Add support for __ldg

ftynse · Sven Verdoolaege · commit 30a1634109ed · 2018-05-24T09:37:59.000+02:00
CUDA supports a faster read-only cache for data that is never written.
This commits adds support in cuda/codegen to generate such accesses.
This is achieved by simply inspecting the schedule tree for all
read-only tensor references and saving their isl::id in a set that is
passed in the context.

The corresponding CudaMappingOptions are also added to control triggering of
the option.

A simple test is also added.
diff --git a/docs/source/mapping_options.rst b/docs/source/mapping_options.rst
@@ -75,6 +75,8 @@ The following options are currently available:
 
 * :code:`.unrollCopyShared(<boolean>)`: Also unroll the copies to and from shared memory introduced by the :code:`TC` mapper. If :code:`unroll` value is not provided, has no effect.
 
+* :code:`.useReaOnlyCache(<boolean>)`: Emit loads to the readonly cache when appropriate.
+
 * :code:`.matchLibraryCalls(<boolean>)`: Replace computation patterns with calls to highly optimized libraries (such as CUB, CUTLASS) when possible.
 
 * :code:`.fixParametersBeforeScheduling(<boolean>)`: Perform automatic loop scheduling taking into account specific tensor sizes. May produce faster kernels but significantly increases compilation time. Note that the *mapping* will be performed for specific tensor sizes anyway.
diff --git a/tc/autotuner/parameters.cc b/tc/autotuner/parameters.cc
@@ -235,6 +235,7 @@ void TuningConfiguration::applyToParameters(
   useSharedMemory.apply(f);
   usePrivateMemory.apply(f);
   unrollCopyShared.apply(f);
+  useReadOnlyCache.apply(f);
   matchLibraryCalls.apply(f);
 }
 
@@ -268,6 +269,7 @@ std::vector<ParameterView> TuningConfiguration::collectParameters() {
   params.emplace_back(useSharedMemory);
   params.emplace_back(usePrivateMemory);
   params.emplace_back(unrollCopyShared);
+  params.emplace_back(useReadOnlyCache);
   params.emplace_back(matchLibraryCalls);
 
   return params;
@@ -298,6 +300,7 @@ void TuningConfiguration::fromCudaMappingOptions(
   useSharedMemory.selectValue(options.proto().use_shared_memory());
   usePrivateMemory.selectValue(options.proto().use_private_memory());
   unrollCopyShared.selectValue(options.proto().unroll_copy_shared());
+  useReadOnlyCache.selectValue(options.proto().use_readonly_cache());
 }
 
 void TuningConfiguration::fromCpuMappingOptions(
@@ -325,6 +328,7 @@ void TuningConfiguration::applyToCudaMappingOptions(
   options.useSharedMemory(useSharedMemory.value());
   options.usePrivateMemory(usePrivateMemory.value());
   options.unrollCopyShared(unrollCopyShared.value());
+  options.useReadOnlyCache(useReadOnlyCache.value());
 }
 
 void TuningConfiguration::applyToCpuMappingOptions(
@@ -338,6 +342,7 @@ TuningConfiguration::TuningConfiguration()
* * *
- _WORK TO DO_
[1] In the commit, what does CUDA support for data that is never written?
[2] Reproduce the commit word for word from "The corresponding CudaMappingOptions" to "cache when appropriate.".

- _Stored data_
* * *
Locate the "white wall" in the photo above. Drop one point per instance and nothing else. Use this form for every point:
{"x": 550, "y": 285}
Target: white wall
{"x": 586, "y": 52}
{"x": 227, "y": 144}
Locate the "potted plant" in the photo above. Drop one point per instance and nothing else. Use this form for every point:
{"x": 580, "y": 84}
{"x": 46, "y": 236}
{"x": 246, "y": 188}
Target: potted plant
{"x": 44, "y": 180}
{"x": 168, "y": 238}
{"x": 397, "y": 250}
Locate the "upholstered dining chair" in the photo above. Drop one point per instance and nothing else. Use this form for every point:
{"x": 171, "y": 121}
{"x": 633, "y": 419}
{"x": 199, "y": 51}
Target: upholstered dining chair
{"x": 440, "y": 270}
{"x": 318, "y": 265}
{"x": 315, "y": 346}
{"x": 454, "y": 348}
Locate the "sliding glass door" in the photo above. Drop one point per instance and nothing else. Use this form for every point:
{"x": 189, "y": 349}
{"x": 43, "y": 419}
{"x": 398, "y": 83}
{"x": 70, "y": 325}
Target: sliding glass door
* * *
- _REPLIES_
[1] A faster read-only cache.

[2]
The corresponding CudaMappingOptions are also added to control triggering of
the option.

A simple test is also added.
diff --git a/docs/source/mapping_options.rst b/docs/source/mapping_options.rst
@@ -75,6 +75,8 @@ The following options are currently available:
 
 * :code:`.unrollCopyShared(<boolean>)`: Also unroll the copies to and from shared memory introduced by the :code:`TC` mapper. If :code:`unroll` value is not provided, has no effect.
 
+* :code:`.useReaOnlyCache(<boolean>)`: Emit loads to the readonly cache when appropriate.